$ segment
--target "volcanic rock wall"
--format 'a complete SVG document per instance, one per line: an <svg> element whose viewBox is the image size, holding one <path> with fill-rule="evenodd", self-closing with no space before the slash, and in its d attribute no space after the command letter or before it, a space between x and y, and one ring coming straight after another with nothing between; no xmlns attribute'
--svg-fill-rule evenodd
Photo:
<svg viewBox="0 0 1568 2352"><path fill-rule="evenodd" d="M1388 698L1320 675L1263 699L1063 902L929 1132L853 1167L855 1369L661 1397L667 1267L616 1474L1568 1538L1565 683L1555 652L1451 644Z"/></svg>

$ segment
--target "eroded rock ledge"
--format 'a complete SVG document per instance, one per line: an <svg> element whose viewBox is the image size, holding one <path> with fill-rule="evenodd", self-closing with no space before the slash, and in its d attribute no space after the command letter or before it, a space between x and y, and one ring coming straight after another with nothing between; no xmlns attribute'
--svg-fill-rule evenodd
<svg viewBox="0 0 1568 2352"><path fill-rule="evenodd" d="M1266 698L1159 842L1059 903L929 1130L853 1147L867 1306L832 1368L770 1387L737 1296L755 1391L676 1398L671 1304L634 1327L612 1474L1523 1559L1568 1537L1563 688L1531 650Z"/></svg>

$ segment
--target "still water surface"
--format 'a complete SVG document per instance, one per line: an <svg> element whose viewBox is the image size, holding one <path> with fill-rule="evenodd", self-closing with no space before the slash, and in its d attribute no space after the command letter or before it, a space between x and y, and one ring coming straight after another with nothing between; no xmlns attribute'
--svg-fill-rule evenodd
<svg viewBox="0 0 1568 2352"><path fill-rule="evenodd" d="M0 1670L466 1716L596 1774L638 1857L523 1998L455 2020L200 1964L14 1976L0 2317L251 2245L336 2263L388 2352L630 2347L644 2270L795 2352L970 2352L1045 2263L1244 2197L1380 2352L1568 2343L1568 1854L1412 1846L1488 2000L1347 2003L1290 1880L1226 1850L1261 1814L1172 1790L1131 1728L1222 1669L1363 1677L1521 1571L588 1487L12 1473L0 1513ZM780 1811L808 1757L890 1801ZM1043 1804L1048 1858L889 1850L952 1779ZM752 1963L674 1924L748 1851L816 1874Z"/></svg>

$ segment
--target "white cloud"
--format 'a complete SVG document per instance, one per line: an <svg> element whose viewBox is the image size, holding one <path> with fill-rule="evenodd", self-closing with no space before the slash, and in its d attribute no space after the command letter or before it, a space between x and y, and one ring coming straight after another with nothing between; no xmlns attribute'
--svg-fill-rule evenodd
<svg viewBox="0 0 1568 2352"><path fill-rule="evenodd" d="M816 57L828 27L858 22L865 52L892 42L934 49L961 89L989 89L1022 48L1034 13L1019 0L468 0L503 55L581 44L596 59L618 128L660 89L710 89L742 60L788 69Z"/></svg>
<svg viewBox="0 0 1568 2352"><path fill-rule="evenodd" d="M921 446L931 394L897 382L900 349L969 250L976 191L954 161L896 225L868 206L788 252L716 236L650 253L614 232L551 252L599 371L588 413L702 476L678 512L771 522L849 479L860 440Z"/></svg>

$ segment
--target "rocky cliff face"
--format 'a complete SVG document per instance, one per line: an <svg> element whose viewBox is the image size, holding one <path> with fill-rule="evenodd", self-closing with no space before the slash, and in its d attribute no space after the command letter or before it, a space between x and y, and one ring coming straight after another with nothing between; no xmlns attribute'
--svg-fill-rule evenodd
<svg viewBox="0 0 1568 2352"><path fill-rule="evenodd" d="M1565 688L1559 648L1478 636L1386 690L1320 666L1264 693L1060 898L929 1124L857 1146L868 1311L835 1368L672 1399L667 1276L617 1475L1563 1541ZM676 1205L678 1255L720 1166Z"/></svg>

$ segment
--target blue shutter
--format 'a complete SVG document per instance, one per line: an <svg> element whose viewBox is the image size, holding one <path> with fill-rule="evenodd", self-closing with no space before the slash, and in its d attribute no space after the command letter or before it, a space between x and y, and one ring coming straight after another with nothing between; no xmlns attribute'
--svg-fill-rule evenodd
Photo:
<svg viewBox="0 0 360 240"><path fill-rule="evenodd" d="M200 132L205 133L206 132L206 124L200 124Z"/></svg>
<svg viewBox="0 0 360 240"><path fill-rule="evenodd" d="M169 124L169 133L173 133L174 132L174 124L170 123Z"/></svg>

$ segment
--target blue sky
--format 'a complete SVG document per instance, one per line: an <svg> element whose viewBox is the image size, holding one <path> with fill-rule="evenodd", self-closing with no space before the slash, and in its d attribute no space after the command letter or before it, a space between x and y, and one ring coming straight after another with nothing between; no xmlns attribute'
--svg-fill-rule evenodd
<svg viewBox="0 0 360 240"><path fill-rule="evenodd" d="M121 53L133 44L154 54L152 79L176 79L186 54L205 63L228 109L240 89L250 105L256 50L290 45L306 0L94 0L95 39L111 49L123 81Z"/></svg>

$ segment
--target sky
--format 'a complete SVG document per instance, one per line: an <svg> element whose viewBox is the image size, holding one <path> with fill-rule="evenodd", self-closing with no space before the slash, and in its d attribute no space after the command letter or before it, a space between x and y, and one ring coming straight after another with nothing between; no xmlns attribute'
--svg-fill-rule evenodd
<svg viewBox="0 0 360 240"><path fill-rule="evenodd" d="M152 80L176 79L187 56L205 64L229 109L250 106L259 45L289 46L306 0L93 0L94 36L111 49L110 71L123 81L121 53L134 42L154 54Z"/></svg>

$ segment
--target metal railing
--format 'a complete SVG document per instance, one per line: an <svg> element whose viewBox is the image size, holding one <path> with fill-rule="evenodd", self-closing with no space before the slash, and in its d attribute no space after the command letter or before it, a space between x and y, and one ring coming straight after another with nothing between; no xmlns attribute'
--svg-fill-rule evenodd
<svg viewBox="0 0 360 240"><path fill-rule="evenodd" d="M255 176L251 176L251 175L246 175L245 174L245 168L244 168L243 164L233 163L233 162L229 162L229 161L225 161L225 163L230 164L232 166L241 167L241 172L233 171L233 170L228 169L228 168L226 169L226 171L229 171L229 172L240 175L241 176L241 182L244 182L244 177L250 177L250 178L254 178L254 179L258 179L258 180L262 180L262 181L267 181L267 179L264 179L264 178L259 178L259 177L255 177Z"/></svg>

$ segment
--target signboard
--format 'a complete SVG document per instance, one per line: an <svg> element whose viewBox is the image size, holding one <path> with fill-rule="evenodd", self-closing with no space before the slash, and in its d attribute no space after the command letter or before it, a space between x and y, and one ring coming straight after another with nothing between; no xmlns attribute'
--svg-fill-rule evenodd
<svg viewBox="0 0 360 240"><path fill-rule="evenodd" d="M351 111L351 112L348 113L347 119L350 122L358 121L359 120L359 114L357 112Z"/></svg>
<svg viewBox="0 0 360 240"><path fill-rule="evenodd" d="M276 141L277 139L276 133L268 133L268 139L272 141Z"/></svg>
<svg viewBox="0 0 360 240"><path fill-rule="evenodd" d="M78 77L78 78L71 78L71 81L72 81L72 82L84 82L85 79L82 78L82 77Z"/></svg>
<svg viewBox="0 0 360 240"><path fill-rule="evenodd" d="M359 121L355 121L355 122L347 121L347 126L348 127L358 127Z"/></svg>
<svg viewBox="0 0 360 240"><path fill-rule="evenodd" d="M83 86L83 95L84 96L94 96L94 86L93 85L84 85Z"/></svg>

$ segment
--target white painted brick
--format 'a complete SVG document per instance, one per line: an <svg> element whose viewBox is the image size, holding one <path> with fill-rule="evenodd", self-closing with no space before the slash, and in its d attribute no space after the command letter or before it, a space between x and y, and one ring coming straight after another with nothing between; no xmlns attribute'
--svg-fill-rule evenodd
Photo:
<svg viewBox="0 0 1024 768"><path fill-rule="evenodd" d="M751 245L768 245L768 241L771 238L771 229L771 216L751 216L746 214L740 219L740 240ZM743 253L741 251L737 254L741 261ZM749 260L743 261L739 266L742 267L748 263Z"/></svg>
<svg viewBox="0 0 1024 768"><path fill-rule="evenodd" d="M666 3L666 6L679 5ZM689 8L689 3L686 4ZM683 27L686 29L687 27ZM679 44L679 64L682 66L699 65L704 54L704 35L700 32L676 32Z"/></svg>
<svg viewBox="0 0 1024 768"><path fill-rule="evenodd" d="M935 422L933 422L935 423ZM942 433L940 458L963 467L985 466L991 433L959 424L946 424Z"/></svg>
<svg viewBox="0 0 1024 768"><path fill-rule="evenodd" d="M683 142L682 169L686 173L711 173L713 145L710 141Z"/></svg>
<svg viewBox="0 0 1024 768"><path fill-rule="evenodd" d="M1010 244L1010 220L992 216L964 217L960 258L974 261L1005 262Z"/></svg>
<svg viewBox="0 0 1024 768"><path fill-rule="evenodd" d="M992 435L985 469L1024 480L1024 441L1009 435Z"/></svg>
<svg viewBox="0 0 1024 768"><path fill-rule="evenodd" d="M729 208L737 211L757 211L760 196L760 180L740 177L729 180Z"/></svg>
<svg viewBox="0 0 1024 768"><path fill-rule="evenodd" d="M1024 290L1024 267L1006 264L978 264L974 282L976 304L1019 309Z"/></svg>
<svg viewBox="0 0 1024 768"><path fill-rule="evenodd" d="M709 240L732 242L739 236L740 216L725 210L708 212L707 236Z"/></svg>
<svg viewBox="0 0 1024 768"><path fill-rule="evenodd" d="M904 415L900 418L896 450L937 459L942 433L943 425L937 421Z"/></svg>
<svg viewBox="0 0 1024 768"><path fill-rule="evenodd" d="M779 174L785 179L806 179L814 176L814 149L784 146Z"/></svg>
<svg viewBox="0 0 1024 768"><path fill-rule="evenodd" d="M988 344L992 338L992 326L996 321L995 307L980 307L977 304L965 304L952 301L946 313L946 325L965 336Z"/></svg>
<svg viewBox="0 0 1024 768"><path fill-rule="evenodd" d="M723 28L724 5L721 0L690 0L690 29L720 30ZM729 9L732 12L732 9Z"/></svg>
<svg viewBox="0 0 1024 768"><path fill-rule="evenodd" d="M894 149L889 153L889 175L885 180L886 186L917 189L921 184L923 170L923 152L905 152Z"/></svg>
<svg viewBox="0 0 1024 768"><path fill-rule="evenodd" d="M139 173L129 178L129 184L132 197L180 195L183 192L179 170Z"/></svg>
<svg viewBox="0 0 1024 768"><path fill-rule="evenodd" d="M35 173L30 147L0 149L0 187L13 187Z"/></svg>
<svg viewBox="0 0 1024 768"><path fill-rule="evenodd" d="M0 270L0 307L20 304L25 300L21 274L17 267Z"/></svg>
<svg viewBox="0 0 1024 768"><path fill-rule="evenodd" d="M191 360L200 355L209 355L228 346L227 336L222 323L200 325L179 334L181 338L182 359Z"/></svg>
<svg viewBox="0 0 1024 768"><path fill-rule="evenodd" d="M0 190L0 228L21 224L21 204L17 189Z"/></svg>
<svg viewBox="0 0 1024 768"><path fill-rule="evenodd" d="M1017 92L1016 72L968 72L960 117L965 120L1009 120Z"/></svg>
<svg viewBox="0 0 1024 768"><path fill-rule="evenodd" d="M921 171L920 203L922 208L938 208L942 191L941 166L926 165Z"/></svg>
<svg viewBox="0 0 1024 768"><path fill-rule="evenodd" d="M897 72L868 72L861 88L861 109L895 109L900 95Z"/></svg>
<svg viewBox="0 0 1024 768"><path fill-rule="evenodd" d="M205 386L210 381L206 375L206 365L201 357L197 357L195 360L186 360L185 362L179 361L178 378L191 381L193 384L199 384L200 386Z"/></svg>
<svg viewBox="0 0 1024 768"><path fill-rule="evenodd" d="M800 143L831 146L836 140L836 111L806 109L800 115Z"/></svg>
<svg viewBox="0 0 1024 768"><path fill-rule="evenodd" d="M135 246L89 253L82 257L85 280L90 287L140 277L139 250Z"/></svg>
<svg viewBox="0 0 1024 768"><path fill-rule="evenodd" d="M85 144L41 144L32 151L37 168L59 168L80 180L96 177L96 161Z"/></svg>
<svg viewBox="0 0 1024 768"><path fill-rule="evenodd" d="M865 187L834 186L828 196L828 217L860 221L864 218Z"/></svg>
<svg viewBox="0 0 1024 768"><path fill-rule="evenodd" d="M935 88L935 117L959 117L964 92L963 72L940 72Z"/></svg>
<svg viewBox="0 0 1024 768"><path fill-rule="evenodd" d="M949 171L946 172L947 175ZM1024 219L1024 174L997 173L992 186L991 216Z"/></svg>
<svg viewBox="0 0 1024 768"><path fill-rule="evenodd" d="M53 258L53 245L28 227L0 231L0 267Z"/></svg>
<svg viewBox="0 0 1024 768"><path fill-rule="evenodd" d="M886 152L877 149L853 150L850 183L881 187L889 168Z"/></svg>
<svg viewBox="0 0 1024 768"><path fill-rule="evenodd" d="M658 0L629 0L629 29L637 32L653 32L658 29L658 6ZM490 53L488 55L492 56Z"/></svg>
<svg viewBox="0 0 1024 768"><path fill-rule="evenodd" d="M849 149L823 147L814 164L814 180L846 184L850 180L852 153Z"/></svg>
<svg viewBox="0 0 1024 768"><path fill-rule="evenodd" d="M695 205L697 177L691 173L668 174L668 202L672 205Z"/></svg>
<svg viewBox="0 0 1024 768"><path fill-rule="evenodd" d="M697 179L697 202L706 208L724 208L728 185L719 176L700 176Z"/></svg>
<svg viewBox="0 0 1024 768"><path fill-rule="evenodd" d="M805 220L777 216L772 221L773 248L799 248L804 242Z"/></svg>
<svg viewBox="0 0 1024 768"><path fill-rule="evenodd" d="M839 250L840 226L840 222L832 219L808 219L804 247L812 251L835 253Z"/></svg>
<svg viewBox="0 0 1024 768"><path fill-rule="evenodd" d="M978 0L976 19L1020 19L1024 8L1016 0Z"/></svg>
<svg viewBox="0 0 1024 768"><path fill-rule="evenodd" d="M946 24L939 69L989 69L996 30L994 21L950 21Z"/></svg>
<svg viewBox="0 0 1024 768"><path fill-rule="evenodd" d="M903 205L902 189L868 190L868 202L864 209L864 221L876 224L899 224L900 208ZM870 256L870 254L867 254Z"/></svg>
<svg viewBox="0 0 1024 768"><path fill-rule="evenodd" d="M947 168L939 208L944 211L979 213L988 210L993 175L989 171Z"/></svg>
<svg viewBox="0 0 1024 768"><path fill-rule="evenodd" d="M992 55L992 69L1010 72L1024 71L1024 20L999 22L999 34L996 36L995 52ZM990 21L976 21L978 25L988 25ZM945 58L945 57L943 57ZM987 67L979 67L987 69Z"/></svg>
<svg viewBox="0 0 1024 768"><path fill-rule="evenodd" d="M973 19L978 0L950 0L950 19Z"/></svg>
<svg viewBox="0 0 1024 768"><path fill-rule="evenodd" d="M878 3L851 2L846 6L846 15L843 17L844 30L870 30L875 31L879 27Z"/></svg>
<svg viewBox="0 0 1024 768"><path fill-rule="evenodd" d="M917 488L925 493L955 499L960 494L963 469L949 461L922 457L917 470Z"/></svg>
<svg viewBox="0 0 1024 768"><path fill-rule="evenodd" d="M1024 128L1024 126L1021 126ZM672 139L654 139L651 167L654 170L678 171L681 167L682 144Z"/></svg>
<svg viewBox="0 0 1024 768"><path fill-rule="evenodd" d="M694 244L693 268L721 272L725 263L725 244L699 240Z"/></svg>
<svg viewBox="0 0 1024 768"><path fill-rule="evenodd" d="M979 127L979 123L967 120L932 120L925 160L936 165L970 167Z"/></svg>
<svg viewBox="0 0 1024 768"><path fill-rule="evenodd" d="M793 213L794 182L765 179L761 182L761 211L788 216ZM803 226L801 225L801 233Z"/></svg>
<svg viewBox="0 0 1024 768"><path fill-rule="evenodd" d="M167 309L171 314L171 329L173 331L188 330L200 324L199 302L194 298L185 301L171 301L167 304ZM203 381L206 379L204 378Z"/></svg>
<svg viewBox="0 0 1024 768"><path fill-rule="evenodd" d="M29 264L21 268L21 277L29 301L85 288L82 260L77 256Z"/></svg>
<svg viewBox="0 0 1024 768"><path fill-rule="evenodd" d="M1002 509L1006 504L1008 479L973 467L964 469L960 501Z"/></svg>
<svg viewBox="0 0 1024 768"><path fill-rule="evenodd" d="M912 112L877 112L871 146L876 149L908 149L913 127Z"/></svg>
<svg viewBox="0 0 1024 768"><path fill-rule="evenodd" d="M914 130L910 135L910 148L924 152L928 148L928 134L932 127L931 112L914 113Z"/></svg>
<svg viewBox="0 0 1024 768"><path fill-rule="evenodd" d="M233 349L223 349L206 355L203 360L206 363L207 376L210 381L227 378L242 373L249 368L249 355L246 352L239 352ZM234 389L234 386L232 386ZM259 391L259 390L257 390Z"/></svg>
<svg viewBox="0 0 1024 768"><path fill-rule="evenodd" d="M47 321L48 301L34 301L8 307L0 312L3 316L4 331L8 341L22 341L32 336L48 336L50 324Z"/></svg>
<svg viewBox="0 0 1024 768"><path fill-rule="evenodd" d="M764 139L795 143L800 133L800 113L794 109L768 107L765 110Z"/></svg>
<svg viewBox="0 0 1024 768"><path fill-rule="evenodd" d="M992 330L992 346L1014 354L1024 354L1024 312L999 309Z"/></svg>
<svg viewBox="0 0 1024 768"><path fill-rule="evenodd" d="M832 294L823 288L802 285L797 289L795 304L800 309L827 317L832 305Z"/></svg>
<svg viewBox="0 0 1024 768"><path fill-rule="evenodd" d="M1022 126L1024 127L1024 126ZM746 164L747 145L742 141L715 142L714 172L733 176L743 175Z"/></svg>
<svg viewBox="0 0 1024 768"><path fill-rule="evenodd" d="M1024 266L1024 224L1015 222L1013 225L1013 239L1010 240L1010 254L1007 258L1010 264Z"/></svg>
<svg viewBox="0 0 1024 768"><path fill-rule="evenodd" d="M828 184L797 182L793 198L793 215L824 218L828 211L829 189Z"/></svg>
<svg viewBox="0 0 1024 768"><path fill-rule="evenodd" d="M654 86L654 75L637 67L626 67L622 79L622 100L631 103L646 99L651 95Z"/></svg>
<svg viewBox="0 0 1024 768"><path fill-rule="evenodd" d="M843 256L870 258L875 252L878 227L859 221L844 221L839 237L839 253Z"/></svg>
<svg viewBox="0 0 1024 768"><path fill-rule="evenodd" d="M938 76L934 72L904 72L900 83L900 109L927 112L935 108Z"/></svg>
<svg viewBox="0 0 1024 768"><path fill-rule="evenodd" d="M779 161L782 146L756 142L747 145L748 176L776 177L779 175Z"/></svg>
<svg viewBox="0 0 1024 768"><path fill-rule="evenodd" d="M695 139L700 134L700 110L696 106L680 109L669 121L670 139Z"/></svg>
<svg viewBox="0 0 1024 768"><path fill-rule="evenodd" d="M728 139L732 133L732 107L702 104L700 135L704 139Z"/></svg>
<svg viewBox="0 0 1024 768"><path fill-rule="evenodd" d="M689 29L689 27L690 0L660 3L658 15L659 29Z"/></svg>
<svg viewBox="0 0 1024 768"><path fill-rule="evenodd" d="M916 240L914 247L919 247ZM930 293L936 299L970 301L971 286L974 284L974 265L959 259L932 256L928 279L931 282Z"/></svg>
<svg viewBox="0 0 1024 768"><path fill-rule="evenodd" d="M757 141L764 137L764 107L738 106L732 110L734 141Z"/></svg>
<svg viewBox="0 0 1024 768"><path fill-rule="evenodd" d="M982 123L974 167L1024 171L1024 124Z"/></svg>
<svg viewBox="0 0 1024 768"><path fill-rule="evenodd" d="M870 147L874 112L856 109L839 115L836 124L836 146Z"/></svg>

# # # #

| EXERCISE |
The string "blue" may occur in the listing; show every line where it does.

| OUTPUT OF THE EXERCISE |
--target blue shutter
--target blue sky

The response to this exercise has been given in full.